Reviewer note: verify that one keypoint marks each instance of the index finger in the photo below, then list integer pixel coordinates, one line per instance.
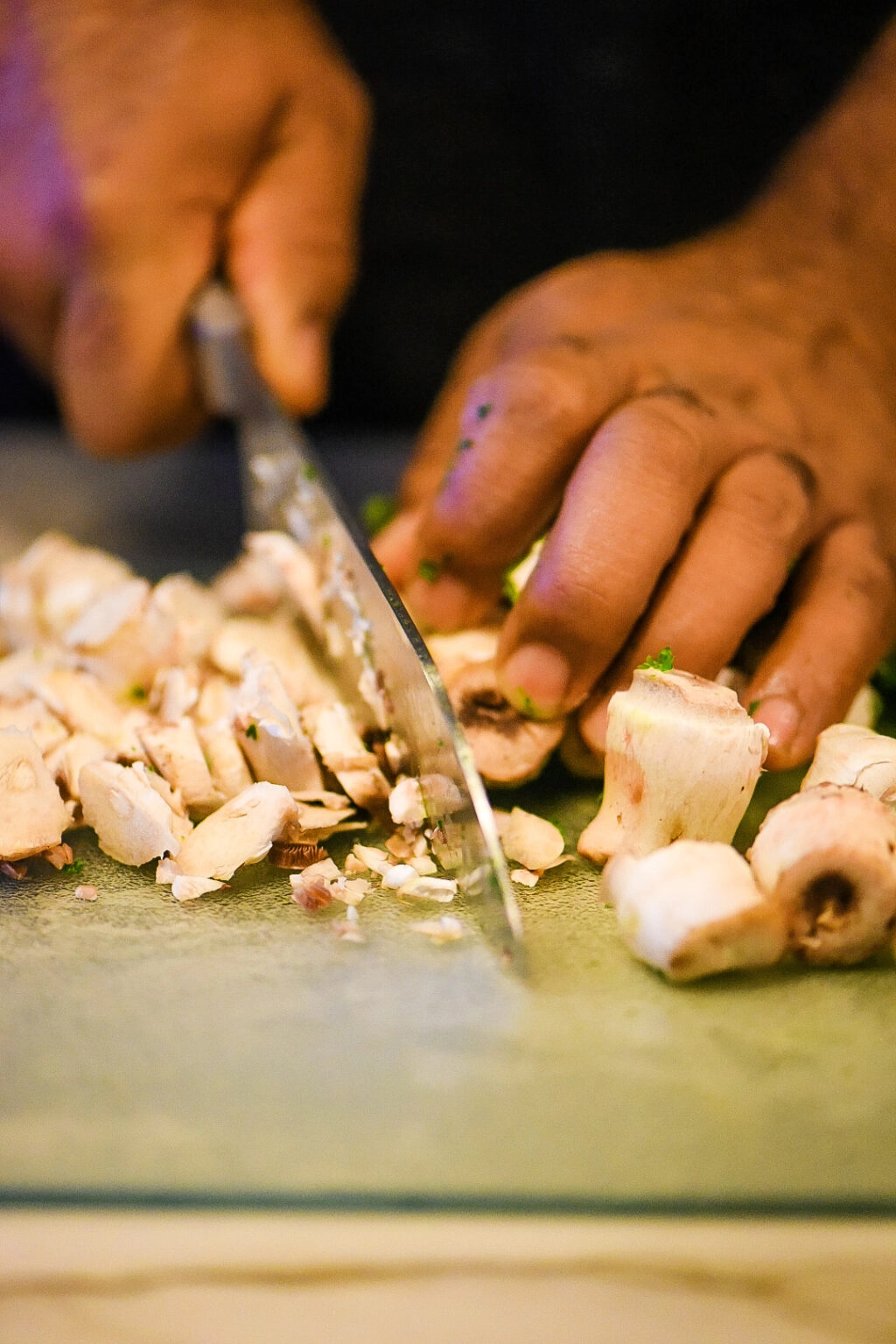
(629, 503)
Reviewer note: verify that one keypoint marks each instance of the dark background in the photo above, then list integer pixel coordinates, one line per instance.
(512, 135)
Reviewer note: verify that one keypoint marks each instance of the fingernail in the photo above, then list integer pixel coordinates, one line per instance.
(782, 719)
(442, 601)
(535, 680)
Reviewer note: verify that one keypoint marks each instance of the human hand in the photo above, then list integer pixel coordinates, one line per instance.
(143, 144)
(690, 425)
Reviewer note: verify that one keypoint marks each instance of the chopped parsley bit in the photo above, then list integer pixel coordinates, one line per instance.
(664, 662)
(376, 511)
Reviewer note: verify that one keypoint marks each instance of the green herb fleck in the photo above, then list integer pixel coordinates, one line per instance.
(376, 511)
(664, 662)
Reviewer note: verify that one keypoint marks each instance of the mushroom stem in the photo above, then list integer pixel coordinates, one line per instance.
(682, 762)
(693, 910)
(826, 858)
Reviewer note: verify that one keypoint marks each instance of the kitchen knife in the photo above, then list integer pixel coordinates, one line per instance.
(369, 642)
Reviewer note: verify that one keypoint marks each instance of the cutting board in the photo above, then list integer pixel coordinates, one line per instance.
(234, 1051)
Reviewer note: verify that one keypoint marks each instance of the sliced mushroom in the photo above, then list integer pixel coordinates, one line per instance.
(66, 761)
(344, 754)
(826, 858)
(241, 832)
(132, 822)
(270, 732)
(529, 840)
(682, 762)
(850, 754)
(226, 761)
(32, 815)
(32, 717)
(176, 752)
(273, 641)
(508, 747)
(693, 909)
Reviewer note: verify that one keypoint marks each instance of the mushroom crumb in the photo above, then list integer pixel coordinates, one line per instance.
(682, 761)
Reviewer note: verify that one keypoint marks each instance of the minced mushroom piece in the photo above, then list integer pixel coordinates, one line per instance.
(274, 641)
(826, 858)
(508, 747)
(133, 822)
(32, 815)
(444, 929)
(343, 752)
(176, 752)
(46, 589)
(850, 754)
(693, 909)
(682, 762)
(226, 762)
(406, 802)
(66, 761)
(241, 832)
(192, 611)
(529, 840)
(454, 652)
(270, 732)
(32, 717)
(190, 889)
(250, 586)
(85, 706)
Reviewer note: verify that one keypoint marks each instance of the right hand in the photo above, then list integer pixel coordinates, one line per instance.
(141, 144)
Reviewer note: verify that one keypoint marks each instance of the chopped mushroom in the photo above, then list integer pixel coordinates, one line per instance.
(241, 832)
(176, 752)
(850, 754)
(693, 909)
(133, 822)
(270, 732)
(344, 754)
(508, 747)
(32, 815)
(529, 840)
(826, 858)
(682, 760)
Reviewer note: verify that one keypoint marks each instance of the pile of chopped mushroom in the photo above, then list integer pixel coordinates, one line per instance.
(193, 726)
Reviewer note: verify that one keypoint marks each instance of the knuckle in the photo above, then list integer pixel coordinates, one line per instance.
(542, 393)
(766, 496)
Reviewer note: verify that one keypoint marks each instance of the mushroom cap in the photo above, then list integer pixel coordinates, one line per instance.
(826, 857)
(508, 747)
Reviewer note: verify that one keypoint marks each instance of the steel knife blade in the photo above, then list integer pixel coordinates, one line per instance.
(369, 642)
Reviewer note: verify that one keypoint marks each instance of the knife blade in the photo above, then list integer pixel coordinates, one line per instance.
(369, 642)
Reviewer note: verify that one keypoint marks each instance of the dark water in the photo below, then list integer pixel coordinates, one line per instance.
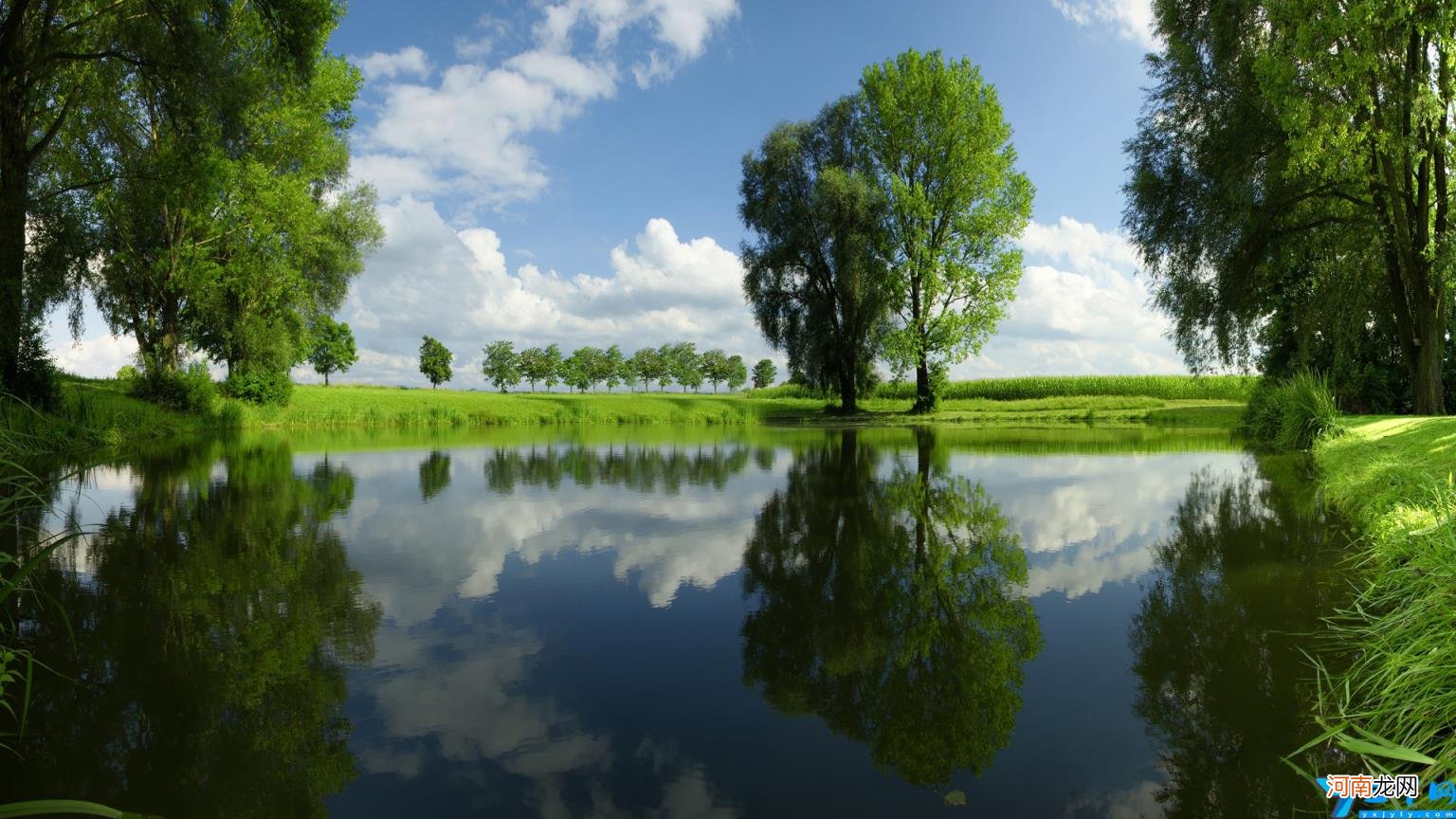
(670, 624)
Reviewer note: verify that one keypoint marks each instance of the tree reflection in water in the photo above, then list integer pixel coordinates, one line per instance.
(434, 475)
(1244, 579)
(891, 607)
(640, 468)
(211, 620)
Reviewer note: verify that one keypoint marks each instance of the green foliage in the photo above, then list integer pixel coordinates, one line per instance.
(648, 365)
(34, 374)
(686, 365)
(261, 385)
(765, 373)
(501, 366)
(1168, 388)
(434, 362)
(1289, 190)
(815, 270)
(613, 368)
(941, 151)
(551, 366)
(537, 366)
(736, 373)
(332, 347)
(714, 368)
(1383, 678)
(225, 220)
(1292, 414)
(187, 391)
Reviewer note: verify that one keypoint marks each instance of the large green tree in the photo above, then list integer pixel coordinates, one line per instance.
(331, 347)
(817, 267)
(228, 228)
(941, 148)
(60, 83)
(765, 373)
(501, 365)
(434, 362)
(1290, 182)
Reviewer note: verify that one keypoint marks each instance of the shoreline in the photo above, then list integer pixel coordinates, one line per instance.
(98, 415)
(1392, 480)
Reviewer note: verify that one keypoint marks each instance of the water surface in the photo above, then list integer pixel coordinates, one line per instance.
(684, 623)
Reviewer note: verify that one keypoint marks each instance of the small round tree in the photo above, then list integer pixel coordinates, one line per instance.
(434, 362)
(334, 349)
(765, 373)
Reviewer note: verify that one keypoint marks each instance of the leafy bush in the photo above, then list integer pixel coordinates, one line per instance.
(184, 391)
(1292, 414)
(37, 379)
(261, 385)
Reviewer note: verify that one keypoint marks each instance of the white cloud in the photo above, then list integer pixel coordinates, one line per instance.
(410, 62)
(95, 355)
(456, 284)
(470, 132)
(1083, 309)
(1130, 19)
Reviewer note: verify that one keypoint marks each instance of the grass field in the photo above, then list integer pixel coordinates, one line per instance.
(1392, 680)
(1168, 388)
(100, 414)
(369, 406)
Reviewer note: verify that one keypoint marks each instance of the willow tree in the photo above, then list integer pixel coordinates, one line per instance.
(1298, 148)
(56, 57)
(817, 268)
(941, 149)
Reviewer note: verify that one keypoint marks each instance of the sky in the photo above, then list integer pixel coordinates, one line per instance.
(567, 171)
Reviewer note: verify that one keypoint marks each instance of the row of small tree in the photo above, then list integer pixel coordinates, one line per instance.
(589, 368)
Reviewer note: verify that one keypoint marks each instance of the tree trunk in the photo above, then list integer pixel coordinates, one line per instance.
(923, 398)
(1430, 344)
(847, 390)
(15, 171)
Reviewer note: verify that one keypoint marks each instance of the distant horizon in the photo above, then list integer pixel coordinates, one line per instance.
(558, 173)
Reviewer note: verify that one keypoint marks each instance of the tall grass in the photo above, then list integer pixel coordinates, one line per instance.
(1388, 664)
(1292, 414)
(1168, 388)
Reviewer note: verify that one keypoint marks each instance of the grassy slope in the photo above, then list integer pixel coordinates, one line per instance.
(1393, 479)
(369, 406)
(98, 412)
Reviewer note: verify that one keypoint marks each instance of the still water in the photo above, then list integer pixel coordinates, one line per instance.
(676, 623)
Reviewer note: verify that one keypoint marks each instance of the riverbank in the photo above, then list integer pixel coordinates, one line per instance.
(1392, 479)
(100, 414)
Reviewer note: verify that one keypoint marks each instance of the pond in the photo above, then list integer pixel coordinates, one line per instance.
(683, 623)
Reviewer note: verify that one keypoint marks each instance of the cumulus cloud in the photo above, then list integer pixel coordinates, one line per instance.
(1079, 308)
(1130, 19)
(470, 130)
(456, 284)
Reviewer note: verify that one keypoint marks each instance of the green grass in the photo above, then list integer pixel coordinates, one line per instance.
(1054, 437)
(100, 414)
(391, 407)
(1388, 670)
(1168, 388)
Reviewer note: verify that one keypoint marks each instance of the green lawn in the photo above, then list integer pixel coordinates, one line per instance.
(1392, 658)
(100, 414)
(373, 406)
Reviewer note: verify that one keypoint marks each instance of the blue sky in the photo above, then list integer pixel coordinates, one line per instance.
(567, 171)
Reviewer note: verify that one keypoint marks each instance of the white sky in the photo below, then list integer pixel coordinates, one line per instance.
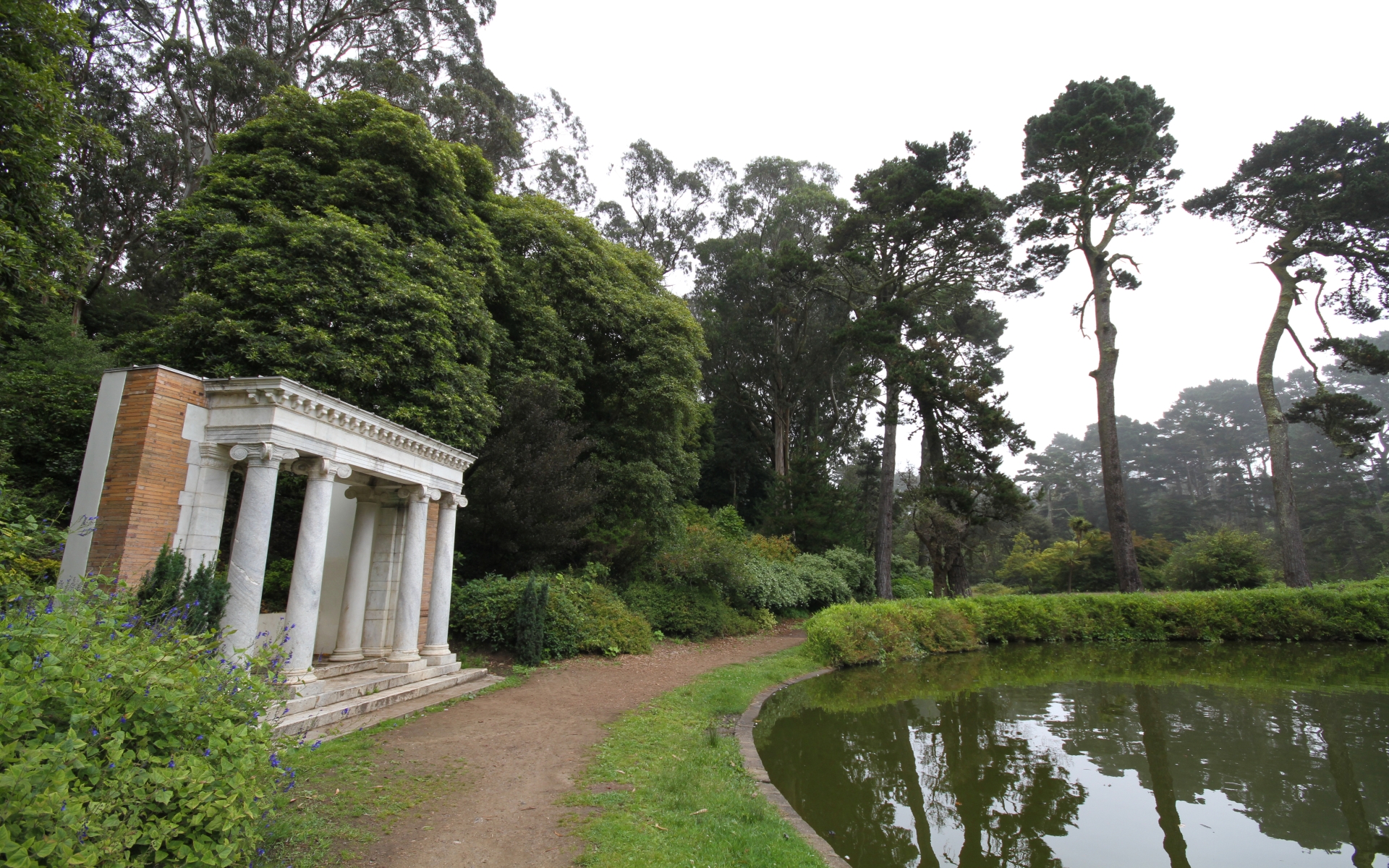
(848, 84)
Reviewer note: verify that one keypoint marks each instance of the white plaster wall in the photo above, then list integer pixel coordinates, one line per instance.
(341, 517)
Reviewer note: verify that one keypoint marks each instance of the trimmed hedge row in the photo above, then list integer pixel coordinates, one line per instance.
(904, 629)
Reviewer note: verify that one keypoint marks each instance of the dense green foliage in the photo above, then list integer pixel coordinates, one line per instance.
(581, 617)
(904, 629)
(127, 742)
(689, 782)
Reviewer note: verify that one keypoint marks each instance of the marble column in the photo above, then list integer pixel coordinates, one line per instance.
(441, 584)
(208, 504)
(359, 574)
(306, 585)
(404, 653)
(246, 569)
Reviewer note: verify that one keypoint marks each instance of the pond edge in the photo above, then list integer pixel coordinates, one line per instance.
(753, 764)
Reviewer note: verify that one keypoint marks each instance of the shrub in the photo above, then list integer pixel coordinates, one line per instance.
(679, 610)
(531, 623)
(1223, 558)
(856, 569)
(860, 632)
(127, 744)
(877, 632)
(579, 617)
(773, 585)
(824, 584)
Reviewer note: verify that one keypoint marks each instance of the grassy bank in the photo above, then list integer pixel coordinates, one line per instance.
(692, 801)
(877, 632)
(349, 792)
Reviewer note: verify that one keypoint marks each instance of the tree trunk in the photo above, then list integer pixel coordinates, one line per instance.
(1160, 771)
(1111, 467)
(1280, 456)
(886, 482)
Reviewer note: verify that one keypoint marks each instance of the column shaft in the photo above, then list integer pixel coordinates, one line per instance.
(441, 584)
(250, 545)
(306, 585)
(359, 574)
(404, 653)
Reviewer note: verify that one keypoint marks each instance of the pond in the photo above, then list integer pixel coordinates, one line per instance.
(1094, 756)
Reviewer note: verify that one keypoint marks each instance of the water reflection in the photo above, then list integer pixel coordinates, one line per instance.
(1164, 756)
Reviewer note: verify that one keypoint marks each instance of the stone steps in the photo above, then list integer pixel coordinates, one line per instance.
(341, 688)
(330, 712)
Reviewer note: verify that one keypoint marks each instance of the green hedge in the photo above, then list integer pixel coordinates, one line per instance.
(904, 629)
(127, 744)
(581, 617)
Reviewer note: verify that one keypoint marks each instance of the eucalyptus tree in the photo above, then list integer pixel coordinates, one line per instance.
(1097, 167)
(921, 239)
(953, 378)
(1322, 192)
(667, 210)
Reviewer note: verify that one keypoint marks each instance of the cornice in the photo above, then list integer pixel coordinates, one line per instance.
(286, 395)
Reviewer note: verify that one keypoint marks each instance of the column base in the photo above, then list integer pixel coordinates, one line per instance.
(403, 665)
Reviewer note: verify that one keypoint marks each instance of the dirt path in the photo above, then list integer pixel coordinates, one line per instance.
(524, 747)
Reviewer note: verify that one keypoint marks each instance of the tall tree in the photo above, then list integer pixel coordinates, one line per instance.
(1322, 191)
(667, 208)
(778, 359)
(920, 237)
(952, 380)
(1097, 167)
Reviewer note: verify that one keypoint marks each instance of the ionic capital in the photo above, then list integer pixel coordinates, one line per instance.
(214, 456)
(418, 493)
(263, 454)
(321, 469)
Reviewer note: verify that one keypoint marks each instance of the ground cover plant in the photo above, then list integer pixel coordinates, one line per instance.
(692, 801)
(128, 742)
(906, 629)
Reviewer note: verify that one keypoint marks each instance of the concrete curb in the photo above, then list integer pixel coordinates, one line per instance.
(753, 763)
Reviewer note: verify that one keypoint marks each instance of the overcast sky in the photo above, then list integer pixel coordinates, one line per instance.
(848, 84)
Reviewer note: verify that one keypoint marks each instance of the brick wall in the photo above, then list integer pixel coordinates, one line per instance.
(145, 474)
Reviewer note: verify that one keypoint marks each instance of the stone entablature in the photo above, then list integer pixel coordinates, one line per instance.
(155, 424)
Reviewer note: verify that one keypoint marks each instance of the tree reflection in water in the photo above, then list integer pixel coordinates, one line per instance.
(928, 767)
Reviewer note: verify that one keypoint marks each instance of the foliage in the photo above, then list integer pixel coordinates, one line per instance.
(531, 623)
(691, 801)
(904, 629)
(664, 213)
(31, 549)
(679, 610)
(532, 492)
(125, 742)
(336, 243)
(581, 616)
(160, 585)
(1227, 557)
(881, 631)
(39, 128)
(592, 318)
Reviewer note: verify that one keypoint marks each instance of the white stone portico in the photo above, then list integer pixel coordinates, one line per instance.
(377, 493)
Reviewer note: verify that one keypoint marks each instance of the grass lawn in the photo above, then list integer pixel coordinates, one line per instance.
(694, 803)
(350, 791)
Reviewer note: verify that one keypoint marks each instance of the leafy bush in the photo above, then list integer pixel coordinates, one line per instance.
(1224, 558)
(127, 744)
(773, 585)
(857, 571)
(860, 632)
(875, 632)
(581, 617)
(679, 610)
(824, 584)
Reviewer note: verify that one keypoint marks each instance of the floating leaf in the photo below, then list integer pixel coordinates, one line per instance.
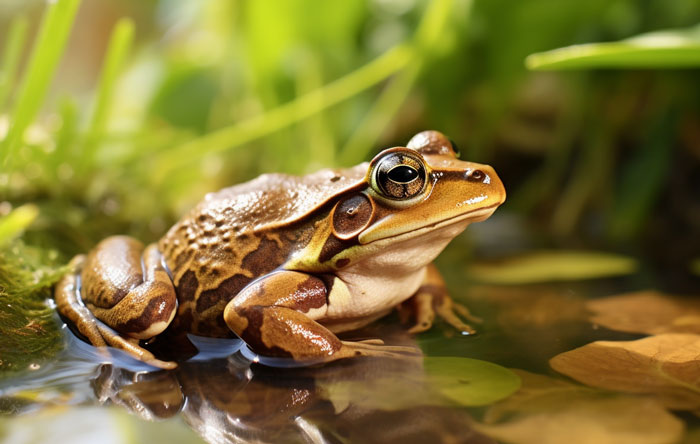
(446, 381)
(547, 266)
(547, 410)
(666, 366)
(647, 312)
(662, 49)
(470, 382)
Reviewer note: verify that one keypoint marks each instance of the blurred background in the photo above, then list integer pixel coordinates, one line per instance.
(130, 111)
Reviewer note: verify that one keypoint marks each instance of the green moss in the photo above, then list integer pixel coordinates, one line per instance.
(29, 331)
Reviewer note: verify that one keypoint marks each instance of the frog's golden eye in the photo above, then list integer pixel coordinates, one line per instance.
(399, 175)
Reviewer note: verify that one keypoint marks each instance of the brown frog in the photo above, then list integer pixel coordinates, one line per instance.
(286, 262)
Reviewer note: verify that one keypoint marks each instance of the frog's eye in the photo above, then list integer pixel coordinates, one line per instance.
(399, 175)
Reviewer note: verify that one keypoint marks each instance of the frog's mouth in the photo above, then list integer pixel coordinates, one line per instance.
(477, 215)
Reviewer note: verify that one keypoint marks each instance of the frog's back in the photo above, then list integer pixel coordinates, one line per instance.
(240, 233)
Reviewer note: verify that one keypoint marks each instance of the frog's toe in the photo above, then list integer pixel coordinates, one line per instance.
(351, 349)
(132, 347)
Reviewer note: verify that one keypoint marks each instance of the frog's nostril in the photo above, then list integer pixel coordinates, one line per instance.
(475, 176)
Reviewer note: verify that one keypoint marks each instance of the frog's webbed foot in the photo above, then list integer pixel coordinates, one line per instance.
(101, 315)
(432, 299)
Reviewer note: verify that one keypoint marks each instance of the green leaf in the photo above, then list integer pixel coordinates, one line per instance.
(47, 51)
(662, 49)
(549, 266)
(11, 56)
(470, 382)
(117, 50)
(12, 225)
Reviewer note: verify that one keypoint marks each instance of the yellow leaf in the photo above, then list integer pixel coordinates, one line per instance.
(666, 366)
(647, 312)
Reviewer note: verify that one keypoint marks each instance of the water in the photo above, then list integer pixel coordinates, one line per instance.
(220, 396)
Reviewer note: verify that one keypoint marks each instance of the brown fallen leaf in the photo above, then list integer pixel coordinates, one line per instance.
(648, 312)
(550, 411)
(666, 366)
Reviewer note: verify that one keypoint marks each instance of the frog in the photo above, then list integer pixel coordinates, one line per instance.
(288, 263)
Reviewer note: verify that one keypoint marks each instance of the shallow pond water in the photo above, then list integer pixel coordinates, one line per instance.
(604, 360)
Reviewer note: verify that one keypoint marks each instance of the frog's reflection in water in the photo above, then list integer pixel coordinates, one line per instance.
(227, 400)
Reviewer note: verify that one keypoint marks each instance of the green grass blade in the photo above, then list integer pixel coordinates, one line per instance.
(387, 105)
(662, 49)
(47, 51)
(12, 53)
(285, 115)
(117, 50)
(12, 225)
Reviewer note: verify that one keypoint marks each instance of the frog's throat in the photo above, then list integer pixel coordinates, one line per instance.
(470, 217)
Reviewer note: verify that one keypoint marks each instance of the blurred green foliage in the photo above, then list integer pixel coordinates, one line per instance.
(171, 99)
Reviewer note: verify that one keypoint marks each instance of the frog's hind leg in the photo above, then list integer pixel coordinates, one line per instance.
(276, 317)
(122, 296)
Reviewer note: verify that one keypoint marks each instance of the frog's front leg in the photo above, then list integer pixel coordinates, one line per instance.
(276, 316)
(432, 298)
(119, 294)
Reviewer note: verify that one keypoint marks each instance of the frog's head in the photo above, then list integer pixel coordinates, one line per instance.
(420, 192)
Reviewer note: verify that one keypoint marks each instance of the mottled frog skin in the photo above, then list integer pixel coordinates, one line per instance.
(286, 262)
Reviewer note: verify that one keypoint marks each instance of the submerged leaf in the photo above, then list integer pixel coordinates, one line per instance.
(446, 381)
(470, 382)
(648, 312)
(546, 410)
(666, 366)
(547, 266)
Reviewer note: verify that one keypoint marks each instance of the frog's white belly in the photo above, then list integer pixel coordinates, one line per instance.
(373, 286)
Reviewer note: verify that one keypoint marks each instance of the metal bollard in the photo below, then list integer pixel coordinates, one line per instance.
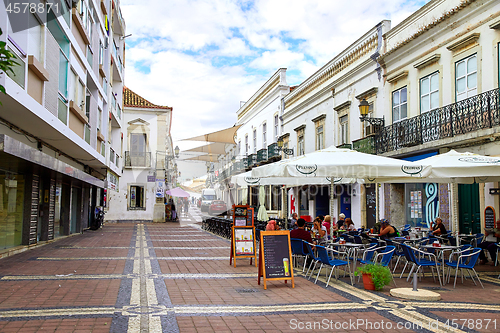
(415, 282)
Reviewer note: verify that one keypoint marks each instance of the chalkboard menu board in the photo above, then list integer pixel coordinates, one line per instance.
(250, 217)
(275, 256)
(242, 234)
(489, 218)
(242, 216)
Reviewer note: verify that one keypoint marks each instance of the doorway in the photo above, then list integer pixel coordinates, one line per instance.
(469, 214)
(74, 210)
::::
Task objective:
Set out, exactly as written, the lines from the line with "of the doorway" to the last line of the records, inclusive, and only those lines.

Task output:
Reviewer note: verify that one keypoint marks each instance of the doorway in the photo above, then list integer pixel coordinates, one line per instance.
(469, 214)
(74, 210)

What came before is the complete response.